*Trecho do texto*

__________

Conversa com

Wendy Nanan: Arte como um lugar de liberdade para definir a si mesma

Em cartaz na mostra Everything slackens in a wreck, na Ford Foundation, em Nova York, a artista de Trinidade e Tobago de origem indiana conta sobre sua trajetória e dos desafios de pensar a arte como um exercício de liberdade para narrar sua visão particular de mundo.

C&AL: Como você definiria o tema do seu trabalho e você como artista?

WN: O tema da minha vida é de uma feminista de etnia indiana que vive em uma comunidade insular afro-caribenha. Meu dever como artista não é criar quadros bonitos, mas sim comentar essa vida, visualmente, do meu ponto de vista especial – uma mulher, com herança da Índia Oriental, observadora da política pós-colonial das ilhas, desenhando a partir desse rico pano de fundo multicultural.

__________

*Extrato de dados*
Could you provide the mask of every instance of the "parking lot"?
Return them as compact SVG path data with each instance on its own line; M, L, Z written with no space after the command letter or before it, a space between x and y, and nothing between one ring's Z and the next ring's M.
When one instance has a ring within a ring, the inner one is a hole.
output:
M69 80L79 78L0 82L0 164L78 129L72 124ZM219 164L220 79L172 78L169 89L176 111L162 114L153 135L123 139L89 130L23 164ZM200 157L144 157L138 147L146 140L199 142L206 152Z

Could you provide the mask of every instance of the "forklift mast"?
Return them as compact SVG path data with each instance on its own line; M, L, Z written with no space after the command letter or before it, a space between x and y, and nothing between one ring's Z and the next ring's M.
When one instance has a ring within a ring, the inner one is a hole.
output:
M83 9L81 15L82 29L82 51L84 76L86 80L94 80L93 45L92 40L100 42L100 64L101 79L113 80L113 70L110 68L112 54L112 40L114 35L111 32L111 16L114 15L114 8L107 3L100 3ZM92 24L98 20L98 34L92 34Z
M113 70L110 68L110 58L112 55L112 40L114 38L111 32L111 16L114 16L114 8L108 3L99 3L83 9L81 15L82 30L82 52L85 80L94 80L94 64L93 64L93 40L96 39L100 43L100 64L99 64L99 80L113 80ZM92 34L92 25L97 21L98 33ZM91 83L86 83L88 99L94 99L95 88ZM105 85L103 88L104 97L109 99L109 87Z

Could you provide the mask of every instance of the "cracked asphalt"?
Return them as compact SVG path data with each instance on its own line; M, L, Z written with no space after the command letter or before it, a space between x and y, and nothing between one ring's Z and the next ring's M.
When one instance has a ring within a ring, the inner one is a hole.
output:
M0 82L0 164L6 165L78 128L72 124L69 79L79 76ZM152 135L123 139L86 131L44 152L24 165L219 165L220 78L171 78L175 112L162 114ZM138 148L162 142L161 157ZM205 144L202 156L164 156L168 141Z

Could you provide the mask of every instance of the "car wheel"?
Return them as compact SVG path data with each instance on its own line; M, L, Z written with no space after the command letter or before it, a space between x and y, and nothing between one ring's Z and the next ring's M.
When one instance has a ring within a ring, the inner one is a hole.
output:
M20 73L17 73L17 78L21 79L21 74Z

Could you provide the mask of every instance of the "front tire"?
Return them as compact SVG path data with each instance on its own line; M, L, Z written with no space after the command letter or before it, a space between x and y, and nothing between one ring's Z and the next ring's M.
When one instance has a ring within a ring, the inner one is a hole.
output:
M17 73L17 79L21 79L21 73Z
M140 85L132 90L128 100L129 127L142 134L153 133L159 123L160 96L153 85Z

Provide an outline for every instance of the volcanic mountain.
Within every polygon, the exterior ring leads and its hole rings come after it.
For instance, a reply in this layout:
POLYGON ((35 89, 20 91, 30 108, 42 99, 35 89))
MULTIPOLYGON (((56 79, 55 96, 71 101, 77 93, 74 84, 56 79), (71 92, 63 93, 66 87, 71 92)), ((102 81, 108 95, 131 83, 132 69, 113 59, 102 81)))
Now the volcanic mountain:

__________

*Instruções da tarefa*
Segundo a entrevista com Wendy Nanan, em que instituição e em que cidade está em cartaz a mostra Everything slackens in a wreck? As entradas provêm de outra fonte.

*Solução da tarefa*
Na Ford Foundation, em Nova York.